SOURCE:
══════

By Hany Michaels, Senior Staff Solutions Architect NSBU, VMware
This is the second part of my “Kubernetes in the Enterprise” blog series. As I mentioned in my last article, it is important to get everyone to the same level of understanding about Kubernetes (K8s) before we can proceed to the design and implementation guides.
I am not going to take the traditional approach here to explain the Kubernetes architecture and technologies. I will explain everything through comparisons with the vSphere platform that you, as a VMware user, are already familiar with. You can say that this was the approach I would have liked someone to use to introduce K8s to me. The latter could be very confusing and overwhelming to understand at the beginning. I’d like to add also that I used this approach internally at VMware to introduce Kubernetes to some audiences from different practices, and it has proven to work great and get people up to speed with the core concepts.
An important note before we kick this off: I am not using this comparison for the sake of it, or to prove any similarities or differences between vSphere and Kubernetes. Both are distributed systems at heart, and they must have similarities like any other similar system out there. What I am trying to achieve here at the end of the day is to introduce an incredible technology like Kubernetes to the broader VMware community.
A little bit of history
You should already be familiar with containers before reading this post. I am not going to go through those basics as I am sure there are so many resources out there that talk about this. What I see very often though when I speak with my customers is that they cannot make much sense of why containers have taken our industry by storm and become very popular in record time. To answer this question, and in fact set the context for what is coming, I may have to tell you a little bit about my history as a practical example of how I personally made sense of all the shift that is happening in our industry.
I used to be a web developer back in 2003 before I got introduced to the telecom world, and it was my second paying job after being a network engineer/admin. (I know, I was a jack-of-all-trades back then). I used to code in PHP, and I’ve done all sorts of applications from small internal apps used by my employer, to professional voting apps for TV programs, to telco apps interfacing with VSAT hubs and interacting with satellite systems. Life was great, except for one major hurdle that I am sure every developer can relate to: the dependencies.
I first code my app on my laptop using something like the LAMP stack, and when it works well, I upload the source code to the servers, be it hosted out on the internet (anyone remember RackShack?) or on private servers for our end-customers. As you can imagine, as soon as I do that, my app is broken and it just won’t work on those servers. The reason, of course, is that the dependencies I use (like Apache, PHP, MySQL, etc.) have different releases than what I used on my laptop. So I have to figure out a way to either upgrade those releases on the remote servers (bad idea) or just re-code what I did on my laptop to match the remote stacks (worse idea). It was a nightmare, and sometimes I hated myself and questioned why I’m doing this for a living.

══════

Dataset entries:
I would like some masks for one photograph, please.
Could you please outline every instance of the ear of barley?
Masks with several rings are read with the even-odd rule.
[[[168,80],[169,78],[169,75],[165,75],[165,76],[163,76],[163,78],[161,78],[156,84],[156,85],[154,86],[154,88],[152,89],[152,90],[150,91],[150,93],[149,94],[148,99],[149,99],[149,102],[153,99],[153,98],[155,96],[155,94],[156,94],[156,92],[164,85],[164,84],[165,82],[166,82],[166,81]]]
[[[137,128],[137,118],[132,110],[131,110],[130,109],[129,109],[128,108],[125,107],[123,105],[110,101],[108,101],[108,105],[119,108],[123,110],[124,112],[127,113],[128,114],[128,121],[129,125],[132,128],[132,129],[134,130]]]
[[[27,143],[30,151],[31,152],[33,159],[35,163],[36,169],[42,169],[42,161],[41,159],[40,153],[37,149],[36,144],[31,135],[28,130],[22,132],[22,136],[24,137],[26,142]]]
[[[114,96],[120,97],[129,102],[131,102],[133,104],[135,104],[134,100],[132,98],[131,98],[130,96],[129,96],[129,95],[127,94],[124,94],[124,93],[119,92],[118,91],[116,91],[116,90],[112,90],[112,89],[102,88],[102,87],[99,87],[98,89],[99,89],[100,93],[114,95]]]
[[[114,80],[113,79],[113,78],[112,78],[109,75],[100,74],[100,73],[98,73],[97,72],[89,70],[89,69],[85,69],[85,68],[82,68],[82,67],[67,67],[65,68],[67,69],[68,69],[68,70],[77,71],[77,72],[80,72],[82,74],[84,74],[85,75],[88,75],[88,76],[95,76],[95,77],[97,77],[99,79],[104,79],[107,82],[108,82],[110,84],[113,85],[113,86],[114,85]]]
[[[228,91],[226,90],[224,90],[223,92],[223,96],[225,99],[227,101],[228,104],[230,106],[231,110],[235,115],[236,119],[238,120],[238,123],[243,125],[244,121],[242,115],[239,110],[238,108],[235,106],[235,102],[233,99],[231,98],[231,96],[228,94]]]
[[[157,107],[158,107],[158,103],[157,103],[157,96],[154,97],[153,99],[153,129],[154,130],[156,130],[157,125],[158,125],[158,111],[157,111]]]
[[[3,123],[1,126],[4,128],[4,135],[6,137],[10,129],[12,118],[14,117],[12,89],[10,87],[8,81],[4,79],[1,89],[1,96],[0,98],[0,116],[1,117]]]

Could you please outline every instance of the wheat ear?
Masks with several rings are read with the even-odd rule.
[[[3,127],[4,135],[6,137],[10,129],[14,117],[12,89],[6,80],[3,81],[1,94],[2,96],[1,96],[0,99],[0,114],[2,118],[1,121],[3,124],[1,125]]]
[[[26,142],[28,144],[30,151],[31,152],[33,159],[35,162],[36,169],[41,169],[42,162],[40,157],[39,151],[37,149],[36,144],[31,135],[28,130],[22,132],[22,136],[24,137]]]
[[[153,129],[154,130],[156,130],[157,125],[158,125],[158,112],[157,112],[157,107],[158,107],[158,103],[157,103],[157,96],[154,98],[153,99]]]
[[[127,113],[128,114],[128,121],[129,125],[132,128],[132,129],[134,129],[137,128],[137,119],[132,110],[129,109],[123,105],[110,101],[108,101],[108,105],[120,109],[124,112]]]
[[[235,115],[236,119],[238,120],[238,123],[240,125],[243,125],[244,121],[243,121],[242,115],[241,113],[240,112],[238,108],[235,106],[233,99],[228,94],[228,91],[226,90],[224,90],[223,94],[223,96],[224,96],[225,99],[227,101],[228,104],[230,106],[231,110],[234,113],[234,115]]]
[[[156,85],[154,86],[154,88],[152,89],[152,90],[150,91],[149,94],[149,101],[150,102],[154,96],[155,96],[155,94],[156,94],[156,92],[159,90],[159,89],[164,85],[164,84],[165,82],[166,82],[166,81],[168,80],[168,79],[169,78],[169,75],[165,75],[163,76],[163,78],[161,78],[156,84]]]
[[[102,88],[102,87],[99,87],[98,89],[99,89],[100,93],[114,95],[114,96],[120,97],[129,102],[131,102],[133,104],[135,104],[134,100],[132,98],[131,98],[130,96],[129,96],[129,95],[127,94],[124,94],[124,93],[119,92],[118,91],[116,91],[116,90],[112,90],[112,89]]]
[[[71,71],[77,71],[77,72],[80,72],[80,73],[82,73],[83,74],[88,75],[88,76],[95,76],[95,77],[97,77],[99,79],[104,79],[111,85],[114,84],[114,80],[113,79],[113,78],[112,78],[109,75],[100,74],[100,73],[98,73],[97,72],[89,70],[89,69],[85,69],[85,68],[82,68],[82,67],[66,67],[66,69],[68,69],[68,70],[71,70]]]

══════

CHALLENGE A: In the Kubernetes blog post, which programming language did the writer use as a web developer?
CHALLENGE B: List the dependencies that the Kubernetes blog post names as having different releases on the servers than on the writer's laptop.
CHALLENGE C: Proceed with the Kubernetes blog post from the point where it stops.
The listing has no connection to the Kubernetes blog post.

EXERCISE RESULT A: PHP

EXERCISE RESULT B: Apache, PHP, MySQL

EXERCISE RESULT C:
Fast forward 10 years, and along came a company called Docker. I was a VMware consultant in professional services (2013) when I heard about Docker, and let me tell you that I couldn’t make any sense of that technology back in those days. I kept saying things like: “Why would I run containers when I can do that with VMs?” “Why would I give up important features like vSphere HA, DRS or vMotion for those weird benefits of booting up a container instantly or skipping the “hypervisor” layer?” In short, I was looking at this from a pure infrastructure perspective.
But then I started looking closer until it just hit me. Everything Docker is all about relates to developers. Only when I started thinking like one did it click. What if I had this technology back in 2003 and packaged my dependencies? My web apps would work no matter what server they run on. Better yet, I don’t have to keep uploading source code or setting up anything special. I can just “package” my app in an image and tell my customer to download that image and run it. That’s a web developer’s dream!
Docker solved a huge issue for interop and packaging, but now what? As an enterprise customer, how can I operate this app at scale? I still want my HA, my DRS, my vMotion and my DR. It solved my developer problems and it created a whole bunch of new ones for my DevOps team. They need a platform to run those containers the same way they used to run VMs.
But then along came Google to tell the world that it has been actually running containers for years (and in fact invented them – Google: cgroups), and that the proper way to do that is through a platform they called Kubernetes. They then open sourced it, gave it as gift to the community, and that changed everything again.
Understanding Kubernetes by comparing it to vSphere
So what is Kubernetes? Simply put: it is to containers what vSphere was for VMs to make them data center ready. If you used to run VMware Workstation back in the early 2000s, you know that they were not seriously considered for running inside data centers. Kubernetes brings a way to run and operate containers in a production-ready manner. This is why we will start to compare vSphere side-by-side with Kubernetes in order to explain the details of this distributed system and get you up to speed on its features and technologies.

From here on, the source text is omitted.